Saved data entries
────────

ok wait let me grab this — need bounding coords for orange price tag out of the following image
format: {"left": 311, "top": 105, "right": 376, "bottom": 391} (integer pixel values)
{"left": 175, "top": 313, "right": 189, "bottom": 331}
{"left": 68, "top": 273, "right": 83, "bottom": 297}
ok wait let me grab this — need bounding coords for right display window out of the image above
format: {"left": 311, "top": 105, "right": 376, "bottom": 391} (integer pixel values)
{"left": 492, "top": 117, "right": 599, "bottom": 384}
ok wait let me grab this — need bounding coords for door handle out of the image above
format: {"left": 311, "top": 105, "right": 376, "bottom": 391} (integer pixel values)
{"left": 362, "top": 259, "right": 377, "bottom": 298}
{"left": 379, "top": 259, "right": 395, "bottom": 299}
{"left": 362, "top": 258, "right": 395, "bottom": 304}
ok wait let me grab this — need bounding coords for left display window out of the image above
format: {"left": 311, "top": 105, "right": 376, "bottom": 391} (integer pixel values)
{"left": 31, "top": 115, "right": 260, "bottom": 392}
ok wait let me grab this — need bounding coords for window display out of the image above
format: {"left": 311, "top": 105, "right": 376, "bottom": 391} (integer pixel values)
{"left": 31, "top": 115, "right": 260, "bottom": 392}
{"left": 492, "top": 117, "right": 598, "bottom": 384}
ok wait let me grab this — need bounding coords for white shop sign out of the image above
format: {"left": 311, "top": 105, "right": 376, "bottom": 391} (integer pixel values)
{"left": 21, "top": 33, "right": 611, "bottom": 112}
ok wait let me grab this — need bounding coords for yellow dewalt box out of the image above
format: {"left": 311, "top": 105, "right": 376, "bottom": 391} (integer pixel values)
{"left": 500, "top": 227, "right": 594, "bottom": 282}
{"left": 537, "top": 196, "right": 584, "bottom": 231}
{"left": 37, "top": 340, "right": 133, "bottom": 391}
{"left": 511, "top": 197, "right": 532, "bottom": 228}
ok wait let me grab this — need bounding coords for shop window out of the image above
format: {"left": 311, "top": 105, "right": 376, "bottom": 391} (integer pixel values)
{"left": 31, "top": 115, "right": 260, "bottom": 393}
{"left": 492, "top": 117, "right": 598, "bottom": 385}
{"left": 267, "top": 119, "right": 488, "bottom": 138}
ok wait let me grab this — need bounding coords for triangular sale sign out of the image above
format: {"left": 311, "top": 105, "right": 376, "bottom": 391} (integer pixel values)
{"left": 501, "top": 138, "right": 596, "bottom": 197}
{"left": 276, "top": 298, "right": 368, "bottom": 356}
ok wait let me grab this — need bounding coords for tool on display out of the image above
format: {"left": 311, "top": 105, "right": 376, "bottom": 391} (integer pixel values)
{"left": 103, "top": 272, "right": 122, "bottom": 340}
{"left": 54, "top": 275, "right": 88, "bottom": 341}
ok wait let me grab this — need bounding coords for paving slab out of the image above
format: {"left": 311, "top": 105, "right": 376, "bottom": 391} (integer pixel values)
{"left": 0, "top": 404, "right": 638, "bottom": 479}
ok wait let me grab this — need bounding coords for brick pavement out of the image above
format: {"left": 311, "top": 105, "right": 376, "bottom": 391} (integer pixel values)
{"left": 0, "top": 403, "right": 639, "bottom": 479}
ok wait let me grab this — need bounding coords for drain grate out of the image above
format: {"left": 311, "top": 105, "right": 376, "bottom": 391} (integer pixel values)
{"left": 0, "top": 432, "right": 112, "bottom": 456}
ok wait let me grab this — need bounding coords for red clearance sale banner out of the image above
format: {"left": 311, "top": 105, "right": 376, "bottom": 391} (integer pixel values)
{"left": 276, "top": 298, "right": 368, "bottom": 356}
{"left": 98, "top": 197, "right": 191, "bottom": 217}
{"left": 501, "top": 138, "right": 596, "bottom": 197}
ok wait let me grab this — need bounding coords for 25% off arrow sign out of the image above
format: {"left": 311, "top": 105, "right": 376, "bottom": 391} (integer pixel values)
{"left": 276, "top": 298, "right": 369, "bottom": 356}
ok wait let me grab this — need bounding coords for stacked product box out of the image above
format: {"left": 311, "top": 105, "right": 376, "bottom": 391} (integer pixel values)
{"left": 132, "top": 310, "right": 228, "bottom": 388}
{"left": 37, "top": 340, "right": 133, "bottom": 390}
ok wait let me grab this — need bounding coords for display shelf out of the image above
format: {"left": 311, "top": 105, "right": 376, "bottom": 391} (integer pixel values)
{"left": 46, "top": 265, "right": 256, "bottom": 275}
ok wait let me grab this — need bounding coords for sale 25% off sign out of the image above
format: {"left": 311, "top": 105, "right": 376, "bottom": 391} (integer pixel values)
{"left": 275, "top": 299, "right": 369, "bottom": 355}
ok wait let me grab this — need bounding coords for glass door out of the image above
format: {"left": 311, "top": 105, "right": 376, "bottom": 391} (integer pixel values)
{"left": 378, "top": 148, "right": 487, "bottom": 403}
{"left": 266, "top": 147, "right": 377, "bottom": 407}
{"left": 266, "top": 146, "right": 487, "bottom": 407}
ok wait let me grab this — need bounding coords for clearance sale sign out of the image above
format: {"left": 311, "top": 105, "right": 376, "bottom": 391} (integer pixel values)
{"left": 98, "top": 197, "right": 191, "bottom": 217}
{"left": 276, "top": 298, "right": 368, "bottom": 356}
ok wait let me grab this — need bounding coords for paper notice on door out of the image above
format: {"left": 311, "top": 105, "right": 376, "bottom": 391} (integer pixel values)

────────

> **WHAT IS BEING ASKED**:
The records above should be copied out again in full, exactly as they appear.

> **RESULT OF THIS TASK**:
ok wait let me grab this — need bounding coords for orange price tag out of the following image
format: {"left": 311, "top": 105, "right": 376, "bottom": 391} (integer pixel values)
{"left": 175, "top": 313, "right": 189, "bottom": 331}
{"left": 68, "top": 273, "right": 83, "bottom": 297}
ok wait let me grab this — need bounding coords for right display window out of the image above
format: {"left": 311, "top": 105, "right": 376, "bottom": 391} (integer pixel values)
{"left": 492, "top": 117, "right": 599, "bottom": 384}
ok wait let me grab this — need bounding coords for door handle out of the image above
format: {"left": 311, "top": 105, "right": 376, "bottom": 391} (integer pixel values)
{"left": 362, "top": 259, "right": 377, "bottom": 298}
{"left": 379, "top": 259, "right": 395, "bottom": 299}
{"left": 362, "top": 258, "right": 395, "bottom": 304}
ok wait let me grab this — need bounding coords for left display window out of the image above
format: {"left": 311, "top": 105, "right": 376, "bottom": 391} (integer pixel values)
{"left": 31, "top": 115, "right": 260, "bottom": 392}
ok wait let me grab this — need bounding coords for window display out of the image above
format: {"left": 311, "top": 105, "right": 376, "bottom": 391} (integer pixel values)
{"left": 31, "top": 115, "right": 260, "bottom": 392}
{"left": 492, "top": 117, "right": 598, "bottom": 384}
ok wait let me grab this — need bounding coords for white shop sign out of the image above
format: {"left": 311, "top": 105, "right": 376, "bottom": 391} (integer pixel values)
{"left": 21, "top": 33, "right": 611, "bottom": 112}
ok wait let me grab this — need bounding coords for yellow dewalt box out of the image above
format: {"left": 311, "top": 105, "right": 376, "bottom": 391} (integer pixel values)
{"left": 500, "top": 227, "right": 594, "bottom": 282}
{"left": 537, "top": 196, "right": 584, "bottom": 231}
{"left": 37, "top": 340, "right": 133, "bottom": 391}
{"left": 511, "top": 197, "right": 532, "bottom": 228}
ok wait let me grab this — need bounding coords for shop window out of the image above
format: {"left": 311, "top": 105, "right": 376, "bottom": 391} (integer pixel values)
{"left": 31, "top": 115, "right": 260, "bottom": 393}
{"left": 492, "top": 117, "right": 598, "bottom": 385}
{"left": 267, "top": 119, "right": 488, "bottom": 138}
ok wait let me grab this — need bounding coords for triangular sale sign out of the image above
format: {"left": 311, "top": 105, "right": 376, "bottom": 391} (integer pixel values)
{"left": 501, "top": 138, "right": 596, "bottom": 197}
{"left": 276, "top": 298, "right": 368, "bottom": 356}
ok wait let me grab this — need bounding coords for tool on display out of the image above
format: {"left": 311, "top": 105, "right": 376, "bottom": 391} (integer pixel values)
{"left": 103, "top": 272, "right": 122, "bottom": 340}
{"left": 54, "top": 275, "right": 88, "bottom": 341}
ok wait let me grab this — need bounding coords for paving slab out of the image above
format: {"left": 311, "top": 105, "right": 376, "bottom": 391} (integer pixel values)
{"left": 0, "top": 404, "right": 638, "bottom": 479}
ok wait let me grab this — need bounding coords for brick pavement out of the image above
format: {"left": 311, "top": 105, "right": 376, "bottom": 391} (integer pixel values)
{"left": 0, "top": 403, "right": 639, "bottom": 479}
ok wait let me grab this — need bounding coords for drain grate out of the image above
format: {"left": 311, "top": 105, "right": 376, "bottom": 391} (integer pixel values)
{"left": 0, "top": 432, "right": 112, "bottom": 456}
ok wait let me grab this — need bounding coords for red clearance sale banner out of the image above
format: {"left": 311, "top": 105, "right": 376, "bottom": 391} (integer pixel values)
{"left": 276, "top": 298, "right": 368, "bottom": 356}
{"left": 98, "top": 197, "right": 191, "bottom": 217}
{"left": 501, "top": 138, "right": 596, "bottom": 197}
ok wait let me grab this — need bounding coords for 25% off arrow sign out of the image above
format: {"left": 311, "top": 105, "right": 376, "bottom": 391} (integer pixel values)
{"left": 276, "top": 298, "right": 369, "bottom": 356}
ok wait let me grab this — need bounding coords for stacked product box out of the image above
format: {"left": 311, "top": 105, "right": 376, "bottom": 391} (integer pixel values)
{"left": 132, "top": 310, "right": 228, "bottom": 388}
{"left": 37, "top": 340, "right": 133, "bottom": 390}
ok wait let me grab this — need bounding coords for display shelf out of the image above
format: {"left": 311, "top": 105, "right": 376, "bottom": 391} (integer pixel values)
{"left": 46, "top": 265, "right": 256, "bottom": 275}
ok wait let me grab this — need bounding coords for sale 25% off sign out of the image above
format: {"left": 311, "top": 105, "right": 376, "bottom": 391} (integer pixel values)
{"left": 275, "top": 299, "right": 369, "bottom": 355}
ok wait let me grab this — need bounding coords for glass door out of the image above
format: {"left": 311, "top": 105, "right": 376, "bottom": 391} (integer pixel values)
{"left": 378, "top": 148, "right": 487, "bottom": 403}
{"left": 266, "top": 147, "right": 377, "bottom": 407}
{"left": 266, "top": 146, "right": 487, "bottom": 407}
ok wait let me grab this — need bounding coords for clearance sale sign out of the image above
format: {"left": 311, "top": 105, "right": 376, "bottom": 391} (integer pixel values)
{"left": 98, "top": 197, "right": 191, "bottom": 217}
{"left": 276, "top": 298, "right": 368, "bottom": 356}
ok wait let me grab this — need bounding coords for paper notice on door out of the image above
format: {"left": 311, "top": 105, "right": 376, "bottom": 391} (integer pixel values)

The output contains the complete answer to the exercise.